**What you need to do**
Starting with the first line, output the data exactly, through to the last line.

(Recorded data)
• • • • • • •
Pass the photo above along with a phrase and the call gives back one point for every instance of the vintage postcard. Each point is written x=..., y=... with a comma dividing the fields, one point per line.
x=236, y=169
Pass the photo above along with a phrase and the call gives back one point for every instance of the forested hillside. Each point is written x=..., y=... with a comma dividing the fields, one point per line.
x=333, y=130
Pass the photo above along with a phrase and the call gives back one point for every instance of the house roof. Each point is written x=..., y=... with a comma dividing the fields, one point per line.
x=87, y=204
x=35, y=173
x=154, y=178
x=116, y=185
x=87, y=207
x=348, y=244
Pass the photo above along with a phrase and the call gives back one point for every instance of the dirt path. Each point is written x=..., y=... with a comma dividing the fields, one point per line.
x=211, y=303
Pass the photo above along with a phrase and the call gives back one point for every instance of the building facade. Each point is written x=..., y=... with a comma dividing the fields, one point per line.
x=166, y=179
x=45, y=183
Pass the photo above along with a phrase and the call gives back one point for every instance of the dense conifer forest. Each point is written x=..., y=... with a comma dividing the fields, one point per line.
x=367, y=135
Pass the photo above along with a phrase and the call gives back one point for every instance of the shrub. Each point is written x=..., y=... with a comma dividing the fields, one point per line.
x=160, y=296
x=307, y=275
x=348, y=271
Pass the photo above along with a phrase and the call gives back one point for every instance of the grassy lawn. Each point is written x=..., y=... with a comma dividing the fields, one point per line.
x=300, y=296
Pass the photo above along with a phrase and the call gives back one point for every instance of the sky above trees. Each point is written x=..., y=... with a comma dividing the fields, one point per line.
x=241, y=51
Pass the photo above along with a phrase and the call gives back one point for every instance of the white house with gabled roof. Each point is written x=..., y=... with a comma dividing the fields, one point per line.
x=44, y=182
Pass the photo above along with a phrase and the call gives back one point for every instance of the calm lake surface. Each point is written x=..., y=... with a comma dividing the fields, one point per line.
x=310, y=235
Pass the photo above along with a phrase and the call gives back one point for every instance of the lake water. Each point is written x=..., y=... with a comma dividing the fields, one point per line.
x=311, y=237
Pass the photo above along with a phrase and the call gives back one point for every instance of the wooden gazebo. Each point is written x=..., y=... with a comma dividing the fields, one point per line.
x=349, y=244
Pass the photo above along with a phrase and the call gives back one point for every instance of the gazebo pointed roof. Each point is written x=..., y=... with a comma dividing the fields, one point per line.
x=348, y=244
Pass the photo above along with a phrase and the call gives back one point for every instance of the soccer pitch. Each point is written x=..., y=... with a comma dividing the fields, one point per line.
• • • • • • •
**Exercise answer**
Pass the photo above along with a phrase and the call gives back one point for every instance of the vintage postcard. Each point is written x=..., y=... with a comma dividing the fields, one point per line.
x=236, y=169
Pass the photo above along with a phrase and the call gives back one point for every instance of the forested hillside. Each point is written x=..., y=... with a comma dividing the fields, one point per line.
x=333, y=130
Pass the photo above along with a phrase and the call gives back one point for every instance of the house roof. Each point is written x=..., y=... with a comma dividing the fields, one point per line.
x=87, y=204
x=35, y=173
x=154, y=178
x=116, y=185
x=87, y=207
x=348, y=244
Pass the photo above along with a phrase and the call gives back one point for every instance of the dirt path. Each point is written x=..., y=... with a comma dividing the fields, one point per line.
x=211, y=303
Pass the photo above along with a phrase and the call gives back one point for every instance of the building facade. Each point is written x=..., y=... with a comma dividing the fields, one point per line.
x=166, y=179
x=45, y=183
Pass the photo above along with a phrase and the call gives back one point for every instance of the dense conifer forest. Each point is written x=..., y=... with a comma dividing the fields, one point per line.
x=367, y=135
Pass the photo above along with a phrase and the call gives back one point for every instance of the shrub. Each point is written x=..., y=... with a comma dividing the fields, one point per line.
x=160, y=296
x=307, y=275
x=348, y=271
Pass the photo above along with a phrase and the call gives back one point for every instance of the grassy lawn. Each point is written x=..., y=... with a comma dividing the fields, one point per line.
x=300, y=296
Pass the photo above along with a phrase and the call gives back one point for every instance of the sky above trees. Each point is written x=..., y=... with a comma dividing the fields, one point per line.
x=241, y=51
Pass the photo above along with a phrase and the call gives back one point for every instance of the white house with gabled roof. Each point is written x=..., y=... with a comma dividing the fields, one point per line.
x=44, y=182
Pass the photo above along with a phrase and the call gives back one point for every instance of the calm lake surface. Each point is written x=..., y=... with a comma dividing the fields, one point per line.
x=310, y=235
Pass the photo above along with a phrase and the call gives back one point for every instance of the lake water. Each point is written x=..., y=... with a comma dividing the fields, one point per line.
x=311, y=237
Pass the photo above along with a phrase and the call gives back one point for every instance of the wooden gazebo. Each point is written x=..., y=... with a comma dividing the fields, one point per line.
x=349, y=244
Pass the photo above along with a phrase and the call gives back one point for every instance of the gazebo pointed roof. Each point is written x=..., y=... with a comma dividing the fields, one point per line.
x=348, y=244
Pass the photo above along with a phrase and the call gives back one point for every instance of the soccer pitch. Each point is written x=..., y=... with a comma dividing the fields, one point per line.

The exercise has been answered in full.